== Document extract

Left behind accounts
In the South of France, November 2017.
The psychiatric hospital is a huge 1900’s building surmounted by a bell tower. Built out of the city town, it now belongs to the vast University clinic that has renamed the district “Hôpitaux-facultés” – and witnesses some of the clinical psychiatry historical changes.
By walking along the surrounding wall, the visitor spots an odd controversy. In France, for a dozen of years the hospital has earned the money that doctors bring in care. In short, the more medical doctors perform medical acts, the more the hospital raises money. It is to note that medical acts are indexed and have to be recorded in a national information system. This accounting arrangement focuses concerns and critics. Paramedical caregivers such as psychologists, nurses, or dieticians have become invisible workers, departments and teams are reorganized under a certain vision of care performance, and there is no incitation to increase the quality of the service. The quality issue is what we can read on the placard: being attentive is a medical act and must be visible including in accountability reports.

====

**Complete the following:**
- a) In the text on the psychiatric hospital's accounts, where must indexed medical acts be recorded?
- b) Write out the passage of the hospital accounts text starting with "By walking along" and going on through "in accountability reports.".
- c) Extend the text about the psychiatric hospital's accounting, picking up after its final sentence.
The items that follow are taken from a separate source.

== Given data

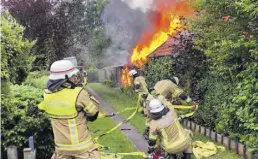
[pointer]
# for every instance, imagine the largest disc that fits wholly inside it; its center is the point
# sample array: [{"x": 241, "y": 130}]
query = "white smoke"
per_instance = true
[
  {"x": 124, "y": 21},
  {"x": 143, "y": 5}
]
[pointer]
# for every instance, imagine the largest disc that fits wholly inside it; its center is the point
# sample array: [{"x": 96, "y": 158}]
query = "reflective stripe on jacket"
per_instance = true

====
== Given data

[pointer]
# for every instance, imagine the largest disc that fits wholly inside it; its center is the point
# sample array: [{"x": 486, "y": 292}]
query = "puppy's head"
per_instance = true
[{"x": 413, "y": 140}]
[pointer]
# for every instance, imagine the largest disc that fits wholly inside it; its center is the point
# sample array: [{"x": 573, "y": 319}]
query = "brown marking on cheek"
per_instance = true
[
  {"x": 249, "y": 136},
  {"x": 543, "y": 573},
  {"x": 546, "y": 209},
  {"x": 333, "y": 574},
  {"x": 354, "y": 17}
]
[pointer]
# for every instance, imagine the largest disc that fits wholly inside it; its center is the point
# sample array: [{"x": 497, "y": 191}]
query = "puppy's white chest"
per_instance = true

====
== Given data

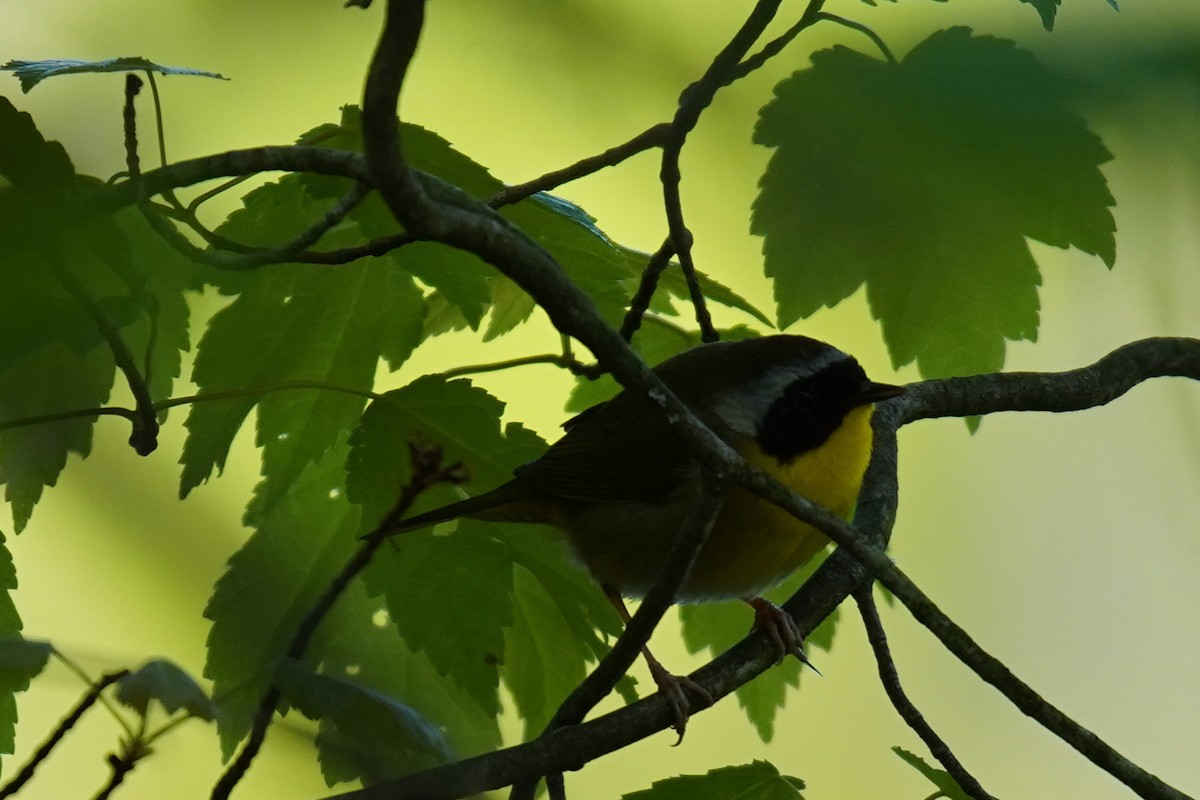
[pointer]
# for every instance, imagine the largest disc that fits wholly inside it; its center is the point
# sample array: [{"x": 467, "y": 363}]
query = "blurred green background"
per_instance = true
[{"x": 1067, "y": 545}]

====

**Task responses:**
- a) In a national information system.

- b)
By walking along the surrounding wall, the visitor spots an odd controversy. In France, for a dozen of years the hospital has earned the money that doctors bring in care. In short, the more medical doctors perform medical acts, the more the hospital raises money. It is to note that medical acts are indexed and have to be recorded in a national information system. This accounting arrangement focuses concerns and critics. Paramedical caregivers such as psychologists, nurses, or dieticians have become invisible workers, departments and teams are reorganized under a certain vision of care performance, and there is no incitation to increase the quality of the service. The quality issue is what we can read on the placard: being attentive is a medical act and must be visible including in accountability reports.

- c)
Yet the added “not” is ambiguous. Is that a provocative claim that psychiatric medicine is a technical activity? And that psychiatry does not mean to listen to the patient like psychanalysts do, who do not place electrodes or do IMRs? Unless that it is an error correction. A few departments, including psychiatry, still have general resources. That is to say that in psychiatry both to listen to a patient and administrate a treatment are not medical acts. Medical doctors are not bound to raise money settling the wage bills and financing any devices. It also means that the hospital top management are not interested in psychiatry so much. It is in a way left behind accounts.
With the placard, the visitor now fully enters into the accountability entanglement and the dramatic issue of health spending.